» Excerpt provided:

>> begin

= Goring (electoral division) =

Electoral division of West Sussex, United Kingdom

Goring
Shown within West Sussex
| District: | Worthing |
| UK Parliament Constituency: | Worthing West |
| Ceremonial county: | West Sussex |
| Electorate (2009): | 8115 |
County Councillor
Steve Waight (Con)

Goring is an electoral division of West Sussex in the United Kingdom, and returns one member to sit on West Sussex County Council.

==Extent==
The division covers the neighbourhood of Goring-by-Sea, which forms part of the urban area of the town of Worthing and came into existence as the result of a boundary review recommended by the Boundary Committee for England, the results of which were accepted by the Electoral Commission in March 2009.

>> end

» Data shown:

>> begin

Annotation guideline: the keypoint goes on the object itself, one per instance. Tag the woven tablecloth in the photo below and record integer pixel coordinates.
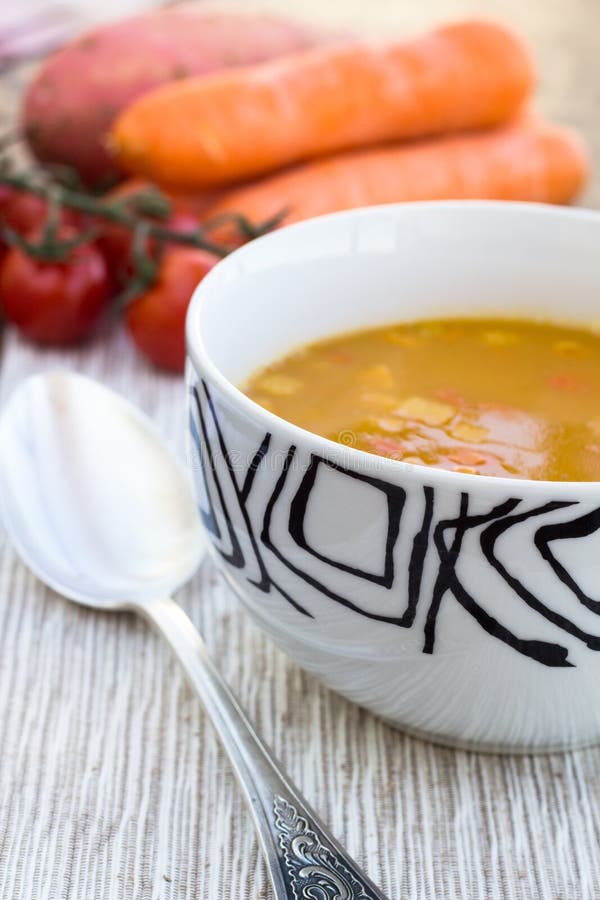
(112, 784)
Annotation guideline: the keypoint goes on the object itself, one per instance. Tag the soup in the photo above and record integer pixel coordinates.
(518, 399)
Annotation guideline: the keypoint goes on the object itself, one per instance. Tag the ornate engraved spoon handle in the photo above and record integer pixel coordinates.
(305, 862)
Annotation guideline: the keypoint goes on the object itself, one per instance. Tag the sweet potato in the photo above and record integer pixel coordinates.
(72, 102)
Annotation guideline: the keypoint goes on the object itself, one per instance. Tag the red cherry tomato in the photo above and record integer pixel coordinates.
(55, 302)
(156, 320)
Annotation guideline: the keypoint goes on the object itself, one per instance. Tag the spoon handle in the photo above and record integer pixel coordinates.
(303, 859)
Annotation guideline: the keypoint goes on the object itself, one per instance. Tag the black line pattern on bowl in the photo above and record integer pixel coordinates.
(445, 535)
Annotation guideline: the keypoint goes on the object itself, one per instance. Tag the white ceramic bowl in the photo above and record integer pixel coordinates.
(460, 607)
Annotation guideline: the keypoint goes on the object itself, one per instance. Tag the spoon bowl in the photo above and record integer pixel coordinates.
(94, 501)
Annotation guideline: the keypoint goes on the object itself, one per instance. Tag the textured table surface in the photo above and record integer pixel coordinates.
(112, 785)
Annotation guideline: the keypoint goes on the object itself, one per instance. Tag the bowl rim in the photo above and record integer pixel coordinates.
(332, 450)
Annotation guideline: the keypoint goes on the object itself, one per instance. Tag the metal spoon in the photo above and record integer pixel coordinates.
(99, 509)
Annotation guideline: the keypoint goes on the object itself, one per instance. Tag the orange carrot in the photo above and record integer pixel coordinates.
(229, 126)
(521, 161)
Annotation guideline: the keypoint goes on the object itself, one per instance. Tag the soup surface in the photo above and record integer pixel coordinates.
(481, 396)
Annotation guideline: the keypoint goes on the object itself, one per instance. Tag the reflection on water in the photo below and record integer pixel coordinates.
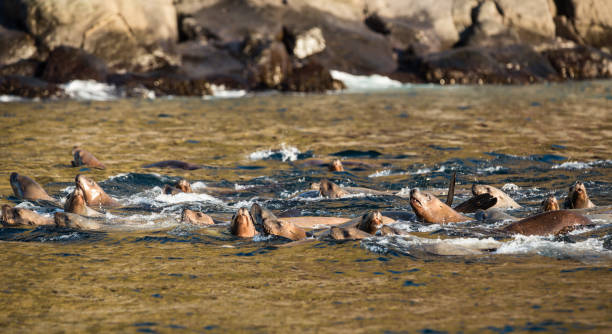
(146, 272)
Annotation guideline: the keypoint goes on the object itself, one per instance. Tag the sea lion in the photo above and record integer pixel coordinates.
(26, 188)
(551, 222)
(577, 197)
(94, 195)
(347, 233)
(20, 216)
(82, 157)
(242, 224)
(336, 166)
(75, 221)
(196, 218)
(173, 164)
(503, 200)
(75, 203)
(431, 210)
(181, 186)
(270, 224)
(549, 204)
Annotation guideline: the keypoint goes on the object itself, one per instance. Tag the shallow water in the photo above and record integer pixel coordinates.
(146, 272)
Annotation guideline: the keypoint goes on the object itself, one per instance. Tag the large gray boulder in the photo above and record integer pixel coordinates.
(133, 35)
(593, 21)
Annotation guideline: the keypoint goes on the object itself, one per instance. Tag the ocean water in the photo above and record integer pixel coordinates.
(144, 271)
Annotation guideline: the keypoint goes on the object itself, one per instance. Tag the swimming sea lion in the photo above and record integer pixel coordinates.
(431, 210)
(82, 157)
(94, 195)
(196, 218)
(549, 204)
(503, 200)
(173, 164)
(75, 203)
(242, 224)
(72, 220)
(551, 222)
(20, 216)
(336, 166)
(270, 224)
(347, 233)
(26, 188)
(181, 186)
(577, 197)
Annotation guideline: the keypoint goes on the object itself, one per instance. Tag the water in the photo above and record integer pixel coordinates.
(145, 272)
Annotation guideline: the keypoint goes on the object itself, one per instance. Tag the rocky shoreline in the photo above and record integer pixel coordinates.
(182, 47)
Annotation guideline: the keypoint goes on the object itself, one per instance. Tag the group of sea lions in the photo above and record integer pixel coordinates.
(88, 198)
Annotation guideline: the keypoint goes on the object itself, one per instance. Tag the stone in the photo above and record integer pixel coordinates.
(15, 45)
(66, 63)
(127, 35)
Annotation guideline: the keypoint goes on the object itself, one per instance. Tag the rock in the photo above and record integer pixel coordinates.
(531, 20)
(132, 35)
(15, 45)
(24, 68)
(308, 43)
(215, 64)
(580, 63)
(515, 64)
(66, 63)
(28, 87)
(311, 77)
(592, 19)
(169, 81)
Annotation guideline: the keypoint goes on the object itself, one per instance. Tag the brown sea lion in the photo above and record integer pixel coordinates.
(94, 195)
(577, 197)
(20, 216)
(549, 204)
(173, 164)
(551, 222)
(336, 166)
(503, 200)
(270, 224)
(75, 203)
(431, 210)
(26, 188)
(82, 157)
(242, 224)
(347, 233)
(75, 221)
(181, 186)
(196, 218)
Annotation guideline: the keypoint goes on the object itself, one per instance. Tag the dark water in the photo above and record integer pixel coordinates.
(146, 272)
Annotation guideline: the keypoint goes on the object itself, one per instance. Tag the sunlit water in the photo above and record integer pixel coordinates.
(147, 272)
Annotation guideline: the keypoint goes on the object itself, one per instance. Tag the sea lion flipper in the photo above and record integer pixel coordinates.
(451, 190)
(480, 202)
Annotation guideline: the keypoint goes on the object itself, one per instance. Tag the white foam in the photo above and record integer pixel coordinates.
(362, 82)
(288, 153)
(221, 92)
(491, 169)
(90, 90)
(10, 98)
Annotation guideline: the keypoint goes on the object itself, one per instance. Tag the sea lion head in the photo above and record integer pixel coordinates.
(330, 189)
(371, 222)
(196, 217)
(336, 166)
(184, 186)
(91, 190)
(549, 204)
(426, 206)
(15, 184)
(242, 224)
(578, 196)
(75, 203)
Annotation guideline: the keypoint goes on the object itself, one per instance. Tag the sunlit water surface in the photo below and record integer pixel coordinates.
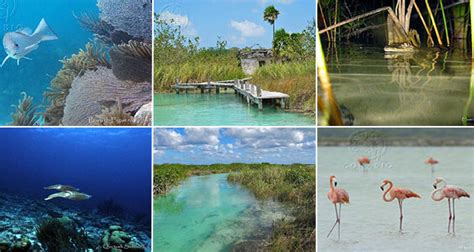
(423, 88)
(225, 109)
(370, 224)
(206, 213)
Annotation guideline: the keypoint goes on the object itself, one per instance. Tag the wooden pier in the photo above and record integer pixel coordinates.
(251, 93)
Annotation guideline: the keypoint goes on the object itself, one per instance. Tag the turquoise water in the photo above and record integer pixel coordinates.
(424, 88)
(33, 76)
(225, 109)
(206, 213)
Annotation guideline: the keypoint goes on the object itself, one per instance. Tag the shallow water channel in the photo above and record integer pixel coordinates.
(206, 213)
(422, 88)
(370, 224)
(224, 109)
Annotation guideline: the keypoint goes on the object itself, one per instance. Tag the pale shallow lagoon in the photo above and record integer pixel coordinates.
(370, 224)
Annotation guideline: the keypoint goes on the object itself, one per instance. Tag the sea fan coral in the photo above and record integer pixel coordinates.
(100, 88)
(132, 61)
(25, 112)
(74, 66)
(131, 16)
(113, 116)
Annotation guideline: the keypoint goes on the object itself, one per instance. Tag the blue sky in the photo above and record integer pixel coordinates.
(232, 145)
(239, 22)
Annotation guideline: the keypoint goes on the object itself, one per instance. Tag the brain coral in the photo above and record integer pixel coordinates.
(94, 90)
(131, 16)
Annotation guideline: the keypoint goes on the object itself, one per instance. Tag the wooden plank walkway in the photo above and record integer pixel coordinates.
(253, 94)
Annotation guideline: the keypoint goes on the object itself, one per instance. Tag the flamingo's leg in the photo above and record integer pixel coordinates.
(450, 216)
(339, 223)
(454, 217)
(335, 223)
(401, 214)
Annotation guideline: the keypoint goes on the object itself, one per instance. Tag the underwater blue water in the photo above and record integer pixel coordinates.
(107, 163)
(33, 77)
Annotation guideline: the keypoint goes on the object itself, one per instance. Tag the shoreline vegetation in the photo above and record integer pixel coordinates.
(289, 184)
(292, 71)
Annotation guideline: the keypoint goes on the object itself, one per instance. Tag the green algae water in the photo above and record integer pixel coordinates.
(206, 213)
(225, 109)
(424, 88)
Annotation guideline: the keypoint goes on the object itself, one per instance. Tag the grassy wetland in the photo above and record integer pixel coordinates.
(291, 185)
(395, 63)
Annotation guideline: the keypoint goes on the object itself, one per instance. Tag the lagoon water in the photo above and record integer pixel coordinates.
(33, 76)
(206, 213)
(370, 224)
(423, 88)
(225, 109)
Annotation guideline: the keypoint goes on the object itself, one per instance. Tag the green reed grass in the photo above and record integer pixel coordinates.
(296, 79)
(294, 185)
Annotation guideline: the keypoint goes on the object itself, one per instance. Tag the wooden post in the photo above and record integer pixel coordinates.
(260, 104)
(282, 103)
(177, 86)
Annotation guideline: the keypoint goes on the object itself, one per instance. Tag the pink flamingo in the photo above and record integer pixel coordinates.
(431, 161)
(397, 193)
(337, 196)
(449, 192)
(363, 161)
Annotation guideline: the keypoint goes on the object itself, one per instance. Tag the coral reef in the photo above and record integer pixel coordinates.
(101, 29)
(133, 17)
(25, 112)
(24, 221)
(74, 66)
(110, 207)
(61, 235)
(100, 88)
(115, 239)
(132, 61)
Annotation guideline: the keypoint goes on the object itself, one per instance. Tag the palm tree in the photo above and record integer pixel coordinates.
(270, 15)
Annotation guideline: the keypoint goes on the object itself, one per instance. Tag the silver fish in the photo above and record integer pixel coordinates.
(71, 195)
(20, 43)
(62, 188)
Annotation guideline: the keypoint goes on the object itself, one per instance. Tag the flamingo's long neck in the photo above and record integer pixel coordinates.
(440, 196)
(331, 186)
(390, 185)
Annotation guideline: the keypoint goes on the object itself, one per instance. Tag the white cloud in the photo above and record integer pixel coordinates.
(182, 21)
(167, 138)
(202, 136)
(247, 28)
(277, 1)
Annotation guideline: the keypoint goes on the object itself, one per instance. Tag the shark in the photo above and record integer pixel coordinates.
(66, 192)
(20, 43)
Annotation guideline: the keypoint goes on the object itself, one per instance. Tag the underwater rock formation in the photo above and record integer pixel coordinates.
(94, 90)
(74, 66)
(115, 239)
(21, 217)
(25, 113)
(132, 61)
(62, 234)
(131, 16)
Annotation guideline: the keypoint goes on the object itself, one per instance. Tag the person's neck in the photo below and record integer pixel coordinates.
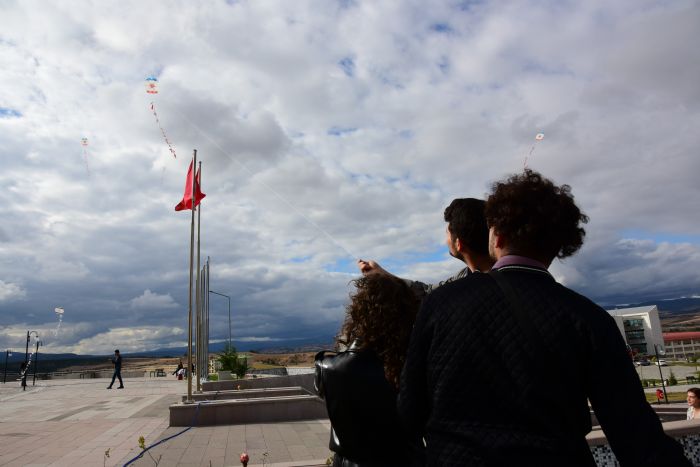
(481, 263)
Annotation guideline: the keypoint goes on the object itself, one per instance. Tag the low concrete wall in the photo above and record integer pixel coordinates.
(94, 374)
(305, 381)
(257, 410)
(248, 394)
(686, 432)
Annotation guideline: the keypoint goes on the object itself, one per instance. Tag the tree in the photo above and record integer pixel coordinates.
(242, 367)
(231, 362)
(228, 358)
(672, 381)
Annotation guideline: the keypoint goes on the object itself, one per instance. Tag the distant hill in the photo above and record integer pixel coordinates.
(673, 306)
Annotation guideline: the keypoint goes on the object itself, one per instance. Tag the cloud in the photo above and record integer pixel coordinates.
(10, 292)
(327, 133)
(150, 300)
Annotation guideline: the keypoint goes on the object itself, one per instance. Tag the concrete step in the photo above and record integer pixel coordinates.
(252, 410)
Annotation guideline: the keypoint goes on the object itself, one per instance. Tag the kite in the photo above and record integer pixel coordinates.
(152, 85)
(84, 143)
(59, 314)
(152, 88)
(538, 137)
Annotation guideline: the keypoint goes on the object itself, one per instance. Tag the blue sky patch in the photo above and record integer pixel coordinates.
(339, 131)
(9, 113)
(441, 28)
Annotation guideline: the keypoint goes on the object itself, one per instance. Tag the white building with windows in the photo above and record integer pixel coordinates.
(640, 327)
(682, 345)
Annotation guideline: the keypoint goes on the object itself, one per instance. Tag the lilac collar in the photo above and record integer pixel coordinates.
(511, 260)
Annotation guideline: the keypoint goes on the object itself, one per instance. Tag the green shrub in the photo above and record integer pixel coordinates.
(672, 381)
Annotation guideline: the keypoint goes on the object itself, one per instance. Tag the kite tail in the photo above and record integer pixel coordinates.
(165, 137)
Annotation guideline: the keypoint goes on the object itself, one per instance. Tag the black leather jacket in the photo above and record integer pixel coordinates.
(361, 403)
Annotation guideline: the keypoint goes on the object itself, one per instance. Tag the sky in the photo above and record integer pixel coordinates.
(328, 131)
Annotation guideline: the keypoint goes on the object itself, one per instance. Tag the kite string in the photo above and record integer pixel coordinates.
(165, 137)
(528, 155)
(85, 156)
(272, 190)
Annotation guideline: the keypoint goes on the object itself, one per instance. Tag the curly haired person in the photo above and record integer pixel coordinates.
(360, 384)
(475, 385)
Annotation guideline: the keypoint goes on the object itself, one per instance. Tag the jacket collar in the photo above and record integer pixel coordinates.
(520, 263)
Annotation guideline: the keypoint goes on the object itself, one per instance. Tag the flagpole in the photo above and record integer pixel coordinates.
(200, 349)
(189, 317)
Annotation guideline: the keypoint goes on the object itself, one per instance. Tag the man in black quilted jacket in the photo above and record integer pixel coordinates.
(466, 236)
(475, 385)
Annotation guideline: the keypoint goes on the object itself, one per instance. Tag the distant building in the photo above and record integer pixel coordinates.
(682, 345)
(640, 327)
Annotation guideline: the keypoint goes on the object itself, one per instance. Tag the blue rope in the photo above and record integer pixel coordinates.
(194, 419)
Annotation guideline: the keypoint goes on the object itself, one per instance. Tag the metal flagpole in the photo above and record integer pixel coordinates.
(189, 317)
(205, 291)
(199, 287)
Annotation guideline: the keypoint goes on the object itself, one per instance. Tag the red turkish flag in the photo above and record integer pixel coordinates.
(186, 202)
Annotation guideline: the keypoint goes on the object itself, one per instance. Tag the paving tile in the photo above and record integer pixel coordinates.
(87, 420)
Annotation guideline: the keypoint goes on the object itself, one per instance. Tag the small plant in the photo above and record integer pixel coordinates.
(142, 445)
(672, 381)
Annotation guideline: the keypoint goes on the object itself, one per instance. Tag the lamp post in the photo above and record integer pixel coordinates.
(229, 314)
(8, 353)
(36, 359)
(663, 385)
(26, 359)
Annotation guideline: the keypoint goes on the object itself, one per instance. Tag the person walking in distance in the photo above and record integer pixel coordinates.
(117, 362)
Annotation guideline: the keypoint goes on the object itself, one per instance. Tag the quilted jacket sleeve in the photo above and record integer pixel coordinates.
(414, 399)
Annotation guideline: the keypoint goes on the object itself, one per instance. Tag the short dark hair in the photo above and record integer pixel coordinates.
(465, 220)
(535, 216)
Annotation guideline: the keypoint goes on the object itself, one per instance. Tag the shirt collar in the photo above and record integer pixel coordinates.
(511, 260)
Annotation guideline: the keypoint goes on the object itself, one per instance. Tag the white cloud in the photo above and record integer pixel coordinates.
(150, 300)
(11, 292)
(328, 132)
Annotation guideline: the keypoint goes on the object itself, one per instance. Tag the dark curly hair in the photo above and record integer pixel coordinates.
(465, 220)
(536, 217)
(380, 316)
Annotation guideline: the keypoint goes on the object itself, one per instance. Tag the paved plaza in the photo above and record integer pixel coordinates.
(73, 422)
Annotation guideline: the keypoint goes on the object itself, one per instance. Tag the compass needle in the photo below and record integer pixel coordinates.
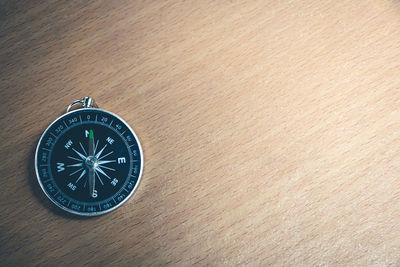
(80, 176)
(101, 151)
(92, 163)
(88, 161)
(102, 172)
(79, 154)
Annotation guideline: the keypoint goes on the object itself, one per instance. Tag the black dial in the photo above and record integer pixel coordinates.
(89, 161)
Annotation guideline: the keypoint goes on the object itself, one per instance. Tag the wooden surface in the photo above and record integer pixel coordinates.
(270, 129)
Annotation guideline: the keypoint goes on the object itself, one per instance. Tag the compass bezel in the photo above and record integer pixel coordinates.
(93, 213)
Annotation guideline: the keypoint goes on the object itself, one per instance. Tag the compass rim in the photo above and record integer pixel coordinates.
(94, 213)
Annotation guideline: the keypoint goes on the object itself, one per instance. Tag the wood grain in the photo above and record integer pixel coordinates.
(270, 129)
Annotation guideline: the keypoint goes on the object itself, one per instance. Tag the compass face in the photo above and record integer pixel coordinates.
(89, 162)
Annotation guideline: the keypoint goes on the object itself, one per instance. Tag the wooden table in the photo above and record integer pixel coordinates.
(270, 129)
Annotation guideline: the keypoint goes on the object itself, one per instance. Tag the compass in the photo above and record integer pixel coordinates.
(88, 161)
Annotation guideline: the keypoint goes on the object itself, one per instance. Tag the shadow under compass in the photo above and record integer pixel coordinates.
(40, 195)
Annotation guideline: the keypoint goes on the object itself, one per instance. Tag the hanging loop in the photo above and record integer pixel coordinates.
(86, 102)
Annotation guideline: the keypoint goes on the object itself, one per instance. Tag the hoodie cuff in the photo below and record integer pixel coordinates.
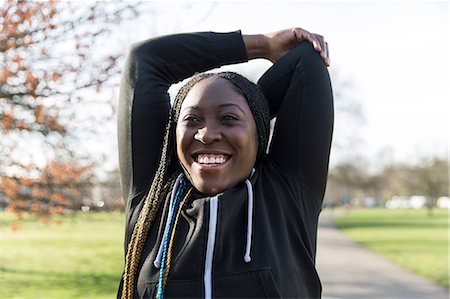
(229, 47)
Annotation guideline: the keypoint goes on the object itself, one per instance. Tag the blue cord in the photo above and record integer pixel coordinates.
(170, 220)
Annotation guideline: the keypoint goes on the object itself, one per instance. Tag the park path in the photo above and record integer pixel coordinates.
(348, 271)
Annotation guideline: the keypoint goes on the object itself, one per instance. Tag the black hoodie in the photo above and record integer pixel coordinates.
(271, 217)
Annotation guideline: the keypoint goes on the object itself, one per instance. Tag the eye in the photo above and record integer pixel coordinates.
(190, 118)
(229, 117)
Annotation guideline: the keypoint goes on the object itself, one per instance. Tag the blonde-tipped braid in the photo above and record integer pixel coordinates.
(145, 220)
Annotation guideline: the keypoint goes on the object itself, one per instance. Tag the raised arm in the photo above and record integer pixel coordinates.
(299, 92)
(151, 67)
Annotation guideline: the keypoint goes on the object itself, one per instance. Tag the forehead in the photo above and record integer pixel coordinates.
(212, 93)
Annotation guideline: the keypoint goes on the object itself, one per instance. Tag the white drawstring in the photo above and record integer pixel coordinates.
(247, 257)
(157, 261)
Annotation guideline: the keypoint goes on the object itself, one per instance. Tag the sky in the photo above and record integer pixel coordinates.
(390, 64)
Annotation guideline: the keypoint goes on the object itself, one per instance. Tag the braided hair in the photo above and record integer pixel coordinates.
(169, 168)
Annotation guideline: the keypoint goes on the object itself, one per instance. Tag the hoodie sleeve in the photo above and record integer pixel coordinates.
(299, 94)
(144, 104)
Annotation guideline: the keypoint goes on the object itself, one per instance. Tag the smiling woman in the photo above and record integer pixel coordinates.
(211, 210)
(216, 135)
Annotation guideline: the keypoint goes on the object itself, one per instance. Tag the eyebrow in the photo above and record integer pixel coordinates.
(230, 104)
(195, 107)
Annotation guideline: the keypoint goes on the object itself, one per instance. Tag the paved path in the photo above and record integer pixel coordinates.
(348, 271)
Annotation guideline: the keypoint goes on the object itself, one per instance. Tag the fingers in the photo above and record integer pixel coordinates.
(324, 48)
(302, 35)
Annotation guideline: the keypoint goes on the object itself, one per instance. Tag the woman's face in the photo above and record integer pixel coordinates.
(216, 136)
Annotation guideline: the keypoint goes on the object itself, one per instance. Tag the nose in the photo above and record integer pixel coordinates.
(208, 134)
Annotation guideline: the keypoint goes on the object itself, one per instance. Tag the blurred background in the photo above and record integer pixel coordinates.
(59, 79)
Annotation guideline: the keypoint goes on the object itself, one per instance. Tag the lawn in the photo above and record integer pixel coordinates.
(410, 238)
(79, 256)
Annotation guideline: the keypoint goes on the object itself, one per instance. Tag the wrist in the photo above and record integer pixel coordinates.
(256, 46)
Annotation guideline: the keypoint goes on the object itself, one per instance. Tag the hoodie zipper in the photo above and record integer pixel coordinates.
(213, 208)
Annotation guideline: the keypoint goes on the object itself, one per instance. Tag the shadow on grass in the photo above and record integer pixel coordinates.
(377, 223)
(79, 283)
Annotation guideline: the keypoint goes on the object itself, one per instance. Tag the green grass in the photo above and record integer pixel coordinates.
(409, 238)
(82, 257)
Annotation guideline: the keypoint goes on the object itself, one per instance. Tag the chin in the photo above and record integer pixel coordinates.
(210, 189)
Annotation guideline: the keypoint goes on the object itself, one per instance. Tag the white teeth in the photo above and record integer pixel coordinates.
(211, 159)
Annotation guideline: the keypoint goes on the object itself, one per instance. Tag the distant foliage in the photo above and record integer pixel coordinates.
(352, 180)
(47, 63)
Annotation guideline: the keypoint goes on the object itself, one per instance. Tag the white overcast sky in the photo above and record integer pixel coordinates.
(395, 54)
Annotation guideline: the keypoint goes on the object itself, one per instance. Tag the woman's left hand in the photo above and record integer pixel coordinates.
(281, 42)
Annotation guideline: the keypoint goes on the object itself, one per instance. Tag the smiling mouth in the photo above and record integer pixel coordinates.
(211, 159)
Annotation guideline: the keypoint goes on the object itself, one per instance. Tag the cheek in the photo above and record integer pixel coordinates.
(180, 140)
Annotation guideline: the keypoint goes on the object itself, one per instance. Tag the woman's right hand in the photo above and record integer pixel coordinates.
(281, 42)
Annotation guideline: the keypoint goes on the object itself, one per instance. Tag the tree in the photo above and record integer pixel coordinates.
(48, 67)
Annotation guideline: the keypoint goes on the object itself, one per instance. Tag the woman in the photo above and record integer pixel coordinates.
(211, 209)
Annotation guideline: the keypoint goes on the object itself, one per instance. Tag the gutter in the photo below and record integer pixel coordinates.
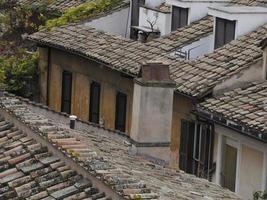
(233, 125)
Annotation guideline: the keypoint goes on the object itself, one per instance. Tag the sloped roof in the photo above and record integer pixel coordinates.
(246, 106)
(250, 2)
(29, 171)
(116, 51)
(106, 156)
(196, 77)
(185, 35)
(53, 5)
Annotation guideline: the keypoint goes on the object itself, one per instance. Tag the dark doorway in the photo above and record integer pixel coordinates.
(95, 90)
(121, 105)
(66, 92)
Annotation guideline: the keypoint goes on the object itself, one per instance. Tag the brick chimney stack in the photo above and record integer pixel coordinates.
(152, 110)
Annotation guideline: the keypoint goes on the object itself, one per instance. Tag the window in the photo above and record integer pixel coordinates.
(179, 17)
(196, 148)
(95, 90)
(186, 144)
(120, 118)
(135, 17)
(224, 32)
(66, 92)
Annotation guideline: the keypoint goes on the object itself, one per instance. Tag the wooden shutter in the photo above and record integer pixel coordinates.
(183, 17)
(121, 105)
(224, 32)
(179, 17)
(66, 92)
(186, 146)
(135, 17)
(229, 31)
(95, 90)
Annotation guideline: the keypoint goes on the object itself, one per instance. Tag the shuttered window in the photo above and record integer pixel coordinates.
(66, 92)
(121, 105)
(95, 90)
(186, 146)
(224, 32)
(179, 17)
(196, 148)
(135, 17)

>> end

» To-do list:
(a) Decide whether each statement agrees with the text on the Goring electoral division: (i) Goring returns one member to West Sussex County Council; (ii) the Electoral Commission accepted the results of the boundary review in March 2009; (iii) the division lies within the Worthing East parliamentary constituency. For each, answer yes or no and quote the deciding words of the text.
(b) Reproduce the part of the text on the Goring electoral division between "Goring is an" and "in March 2009.", inclusive.

» Answers given:
(a)
(i) Yes: "returns one member to sit on West Sussex County Council"
(ii) Yes: "the results of which were accepted by the Electoral Commission in March 2009"
(iii) No: "UK Parliament Constituency: | Worthing West"

(b)
Goring is an electoral division of West Sussex in the United Kingdom, and returns one member to sit on West Sussex County Council.

==Extent==
The division covers the neighbourhood of Goring-by-Sea, which forms part of the urban area of the town of Worthing and came into existence as the result of a boundary review recommended by the Boundary Committee for England, the results of which were accepted by the Electoral Commission in March 2009.